------ Selected extract

Book Review: Catching Fire by Suzanne Collins

21 March 2012

{For my thoughts on and experience with The Hunger Games, please click here.}

Anyone who has read The Hunger Games should know that I couldn't very well finish the first book and then go back to living life in my merry way, without finding out how this very intriguing story was going to end. So I read Catching Fire, book two in Suzanne Collins' hugely popular series, and here are my thoughts.

Catching Fire
By Suzanne Collins
*Summary from

Against all odds, Katniss has won the Hunger Games. She and fellow District 12 tribute Peeta Mellark are miraculously still alive. Katniss should be relieved, happy even. After all, she has returned to her family and longtime friend, Gale. Yet nothing is the way Katniss wishes it to be. Gale holds her at an icy distance. Peeta has turned his back on her completely. And there are whispers of a rebellion against the Capitol - a rebellion that Katniss and Peeta may have helped create. 

Much to her shock, Katniss has fueled an unrest she's afraid she cannot stop. And what scares her even more is that she's not entirely convinced she should try. As time draws near for Katniss and Peeta to visit the districts on the Capitol's cruel Victory Tour, the stakes are higher than ever. If they can't prove, without a shadow of a doubt, that they are lost in their love for each other, the consequences will be horrifying.

------------

■ **Your tasks**
- a) In the review of Catching Fire, why did the reviewer go on to read the second book? Answer in one to three sentences.
- b) Please carry on the Catching Fire review from the point where it ends.
The data that follows has no connection to the book review.

------ Extracted information

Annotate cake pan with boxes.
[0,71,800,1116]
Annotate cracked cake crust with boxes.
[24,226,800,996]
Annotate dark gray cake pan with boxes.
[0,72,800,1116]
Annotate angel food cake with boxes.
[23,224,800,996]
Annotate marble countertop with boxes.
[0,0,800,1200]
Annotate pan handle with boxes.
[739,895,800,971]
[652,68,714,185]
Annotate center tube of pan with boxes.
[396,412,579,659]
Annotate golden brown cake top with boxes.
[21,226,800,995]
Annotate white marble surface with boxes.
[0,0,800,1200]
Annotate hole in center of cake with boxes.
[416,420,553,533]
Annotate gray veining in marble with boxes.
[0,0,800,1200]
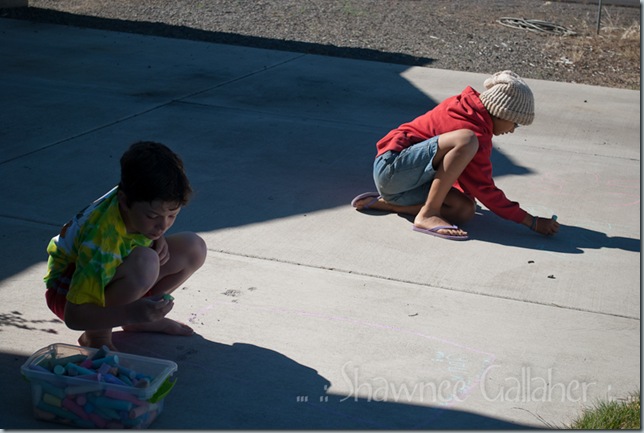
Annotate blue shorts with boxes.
[373,136,438,206]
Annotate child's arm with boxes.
[65,298,174,331]
[521,214,559,236]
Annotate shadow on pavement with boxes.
[98,332,528,430]
[467,208,641,254]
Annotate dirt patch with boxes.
[0,0,640,89]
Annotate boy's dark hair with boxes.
[119,141,192,206]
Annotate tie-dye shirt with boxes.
[45,187,152,306]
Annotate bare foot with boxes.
[414,215,467,237]
[123,317,195,335]
[78,329,118,352]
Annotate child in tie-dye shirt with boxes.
[45,142,206,349]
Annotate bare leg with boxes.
[78,247,159,350]
[78,233,206,350]
[356,130,478,236]
[414,130,478,236]
[123,233,206,335]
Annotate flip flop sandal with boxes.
[412,226,467,241]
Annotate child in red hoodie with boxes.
[351,71,559,240]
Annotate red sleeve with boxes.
[458,136,527,223]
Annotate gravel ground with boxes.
[0,0,641,89]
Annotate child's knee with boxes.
[125,247,161,291]
[185,233,208,269]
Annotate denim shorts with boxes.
[373,136,438,206]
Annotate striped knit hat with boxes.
[480,71,534,125]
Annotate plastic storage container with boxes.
[20,343,177,429]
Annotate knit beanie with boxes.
[480,71,534,125]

------------

■ **Responses to the tasks**
- a) The reviewer couldn't finish The Hunger Games and then go back to living life as usual without finding out how the intriguing story would end. So the reviewer read Catching Fire, the second book in the series.

- b)
My Thoughts: I didn't quite enjoy this book as much as I had the first one. I'd like to get that out in the open before I say anything else. The plot seemed a bit more scattered and less organized than the first, and it was easy to get a little lost at times. It was definitely still interesting, but it could have included a bit more planning beforehand. Also, CF fueled my slight irritation with the main character and protagonist of this story, Katniss Everdeen. Her relationships with both Peeta and Gale began to seem more selfish to me, almost as if she wanted the best of both of them combined into one person (which, as I said to a friend of mine several days ago, is unrealistic at best). 

However, something I did like better about CF in comparision to THG is the conversation. That may sound a bit confusing at first, so please allow me to explain. In the first book, there is so much action at all times that there is hardly a moment for the characters to get to know each other outside of this horrific arena. In book two, we are given more of a chance to get to know the characters as people and understand why they do what they do. That definitely helped in shaping the story.

Pros: Though the beginning is a little slow at points, once you get into the story, it keeps you hooked and is rarely boring. For the most part, good and evil are very clearly defined. Peeta continues to be a good example, despite the actions of those around him. He constantly puts his life in danger for Katniss' sake. Gale is also a good example of someone who will risk his own well-being in order to stand up for what is right.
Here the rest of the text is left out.